+++ PROVIDED MATERIAL +++

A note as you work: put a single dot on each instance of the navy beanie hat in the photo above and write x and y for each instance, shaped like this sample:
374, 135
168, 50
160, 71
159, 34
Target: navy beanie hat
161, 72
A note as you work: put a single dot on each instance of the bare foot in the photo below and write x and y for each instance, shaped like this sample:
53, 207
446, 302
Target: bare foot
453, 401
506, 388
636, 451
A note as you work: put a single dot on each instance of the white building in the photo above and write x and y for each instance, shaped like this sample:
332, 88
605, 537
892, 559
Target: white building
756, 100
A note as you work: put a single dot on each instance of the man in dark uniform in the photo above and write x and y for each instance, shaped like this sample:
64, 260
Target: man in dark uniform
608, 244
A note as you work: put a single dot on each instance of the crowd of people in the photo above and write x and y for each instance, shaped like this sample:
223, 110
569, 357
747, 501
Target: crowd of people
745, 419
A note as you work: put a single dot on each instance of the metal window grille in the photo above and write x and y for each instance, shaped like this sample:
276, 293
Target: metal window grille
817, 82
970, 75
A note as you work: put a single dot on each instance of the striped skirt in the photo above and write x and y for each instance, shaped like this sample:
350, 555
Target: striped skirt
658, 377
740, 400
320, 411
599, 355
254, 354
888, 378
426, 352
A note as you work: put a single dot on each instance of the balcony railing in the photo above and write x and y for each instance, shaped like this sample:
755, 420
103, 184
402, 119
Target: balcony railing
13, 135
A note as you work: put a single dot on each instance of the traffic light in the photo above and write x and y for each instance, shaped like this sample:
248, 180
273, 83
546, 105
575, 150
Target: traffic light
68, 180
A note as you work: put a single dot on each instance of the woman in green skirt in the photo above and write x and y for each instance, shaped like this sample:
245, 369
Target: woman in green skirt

+++

TASK DESCRIPTION —
Write out every line of the material again, exactly as it reads.

SOLUTION TO THIS TASK —
A note as you work: put a single dot on each instance of the navy beanie hat in the photo above and write x and y for each instance, shaped like this sample:
374, 135
168, 50
160, 71
159, 34
Target: navy beanie hat
161, 72
A note as you work: put a single dot on each instance of the bare foot in the photo below and write x and y for each instance, shaped like this sample:
53, 207
446, 302
Target: bare foot
453, 401
506, 388
636, 451
A note as you work: put a single dot on each instance of the white building in the photo above and write x and y for each instance, shaped like this sample:
332, 88
605, 537
892, 559
Target: white building
756, 100
A note as you work: put a single dot on each instance of the man in dark uniform in the photo above and write x and y for each instance, shaped like this sample:
64, 260
Target: man in dark uniform
608, 244
A note as you work: put a single dot on each instance of the crowd of people in the photo above and write x and y for each instance, shaped like this sample:
223, 110
569, 357
747, 501
Target: crowd of people
745, 419
A note as you work: put a single dot on each instance of the metal window grille in the photo above and write x and y for each instance, shaped like this sample:
276, 293
Target: metal window grille
817, 82
970, 75
A note as you work: put a single dot on each instance of the striped skirt in the photo above and write x and y for each instance, shaped like this sample:
350, 555
Target: striped skirt
658, 377
740, 400
320, 411
599, 355
254, 354
888, 378
426, 352
A note as you work: put a single dot on each instance of the balcony railing in the photo above and write x and y for each instance, shaped like this sample:
755, 420
103, 184
402, 119
Target: balcony railing
13, 135
A note as you work: put a single dot on each instance of the traffic light in the photo above and write x and y for each instance, shaped like this sample:
248, 180
273, 83
546, 105
575, 150
Target: traffic light
68, 180
A note as you work: put a single dot on each instance of the woman in green skirt in the photo above and write x and y for each instance, shaped like this sample:
245, 369
Target: woman in green skirt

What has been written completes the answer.